Copy the material word for word, from its first line down through the line that contains "[[533, 750], [789, 674], [633, 693]]". Leave the pictures out of your copy.
* Begin DATA ENTRIES *
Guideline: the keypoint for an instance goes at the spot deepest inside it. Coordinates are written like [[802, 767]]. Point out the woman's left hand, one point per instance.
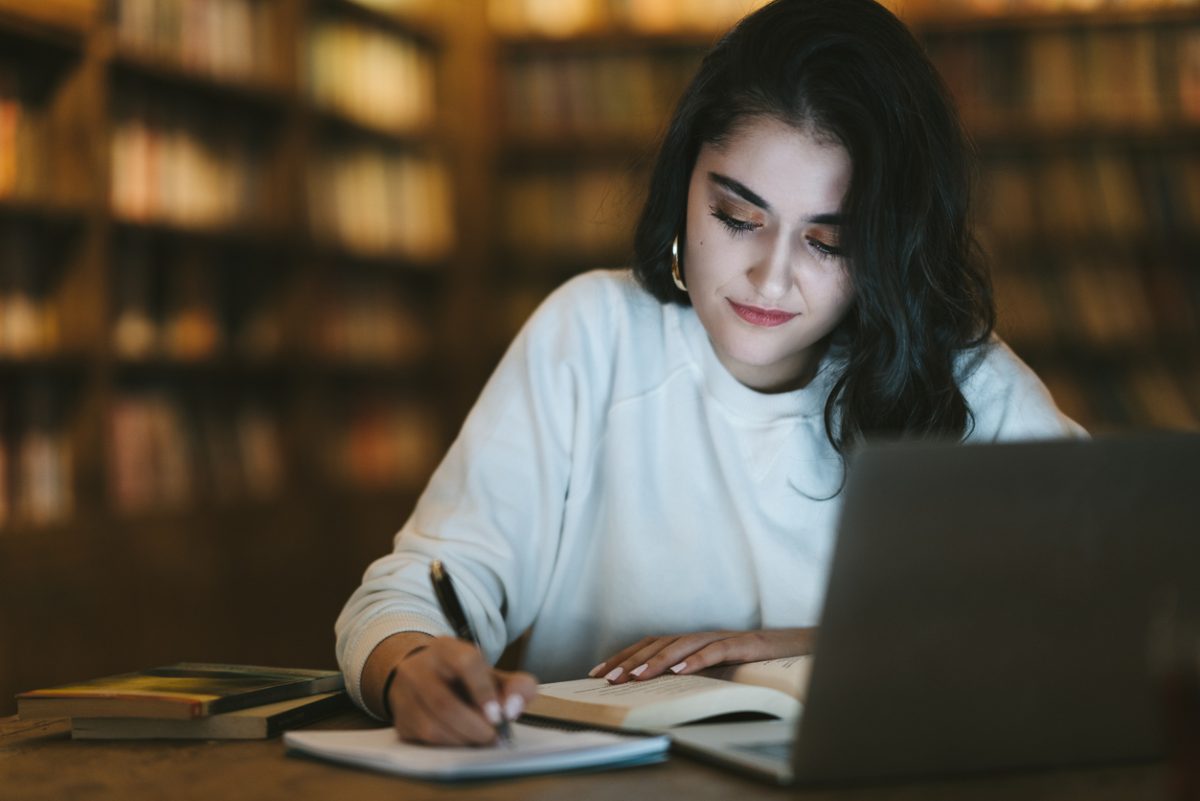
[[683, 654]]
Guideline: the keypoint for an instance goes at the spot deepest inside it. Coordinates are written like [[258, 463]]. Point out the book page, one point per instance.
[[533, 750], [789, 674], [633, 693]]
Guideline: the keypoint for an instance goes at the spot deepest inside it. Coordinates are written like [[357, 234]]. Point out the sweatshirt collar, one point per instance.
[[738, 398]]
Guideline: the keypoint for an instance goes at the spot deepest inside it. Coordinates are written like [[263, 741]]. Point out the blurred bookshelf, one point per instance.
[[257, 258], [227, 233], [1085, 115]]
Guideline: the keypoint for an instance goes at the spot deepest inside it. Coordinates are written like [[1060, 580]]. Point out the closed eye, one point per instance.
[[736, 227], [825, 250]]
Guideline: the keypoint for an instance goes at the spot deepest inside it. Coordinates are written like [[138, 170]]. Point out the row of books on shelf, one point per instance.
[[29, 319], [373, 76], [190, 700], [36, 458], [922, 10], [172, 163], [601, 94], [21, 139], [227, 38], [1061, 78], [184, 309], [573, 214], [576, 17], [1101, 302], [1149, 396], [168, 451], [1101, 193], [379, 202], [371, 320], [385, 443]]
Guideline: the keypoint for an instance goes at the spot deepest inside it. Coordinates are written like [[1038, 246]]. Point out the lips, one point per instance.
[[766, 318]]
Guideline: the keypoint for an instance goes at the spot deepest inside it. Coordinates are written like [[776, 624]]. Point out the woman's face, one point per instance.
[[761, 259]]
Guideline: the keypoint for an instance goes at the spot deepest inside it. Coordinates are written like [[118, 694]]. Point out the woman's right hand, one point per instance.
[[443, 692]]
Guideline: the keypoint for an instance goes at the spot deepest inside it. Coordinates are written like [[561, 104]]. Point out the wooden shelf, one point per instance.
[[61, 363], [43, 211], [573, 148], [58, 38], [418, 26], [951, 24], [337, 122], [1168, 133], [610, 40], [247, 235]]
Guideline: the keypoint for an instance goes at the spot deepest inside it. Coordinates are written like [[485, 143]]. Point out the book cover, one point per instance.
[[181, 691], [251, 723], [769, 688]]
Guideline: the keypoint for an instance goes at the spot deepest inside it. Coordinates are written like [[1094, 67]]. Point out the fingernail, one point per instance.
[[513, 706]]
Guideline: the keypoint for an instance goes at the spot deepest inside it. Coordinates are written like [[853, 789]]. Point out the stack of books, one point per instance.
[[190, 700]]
* End DATA ENTRIES *
ANSWER TO THIS TASK:
Guideline: the keypoint for an instance goes at the spot deepest inside it. Coordinates are written like [[802, 767]]. Point out the woman's left hand, one point per instance.
[[683, 654]]
Guideline: the keypoint for an instance goes at the spot deepest inside it. Coordinates are written like [[258, 463]]. Point out the book page, one point per instance.
[[533, 750], [789, 674], [633, 693]]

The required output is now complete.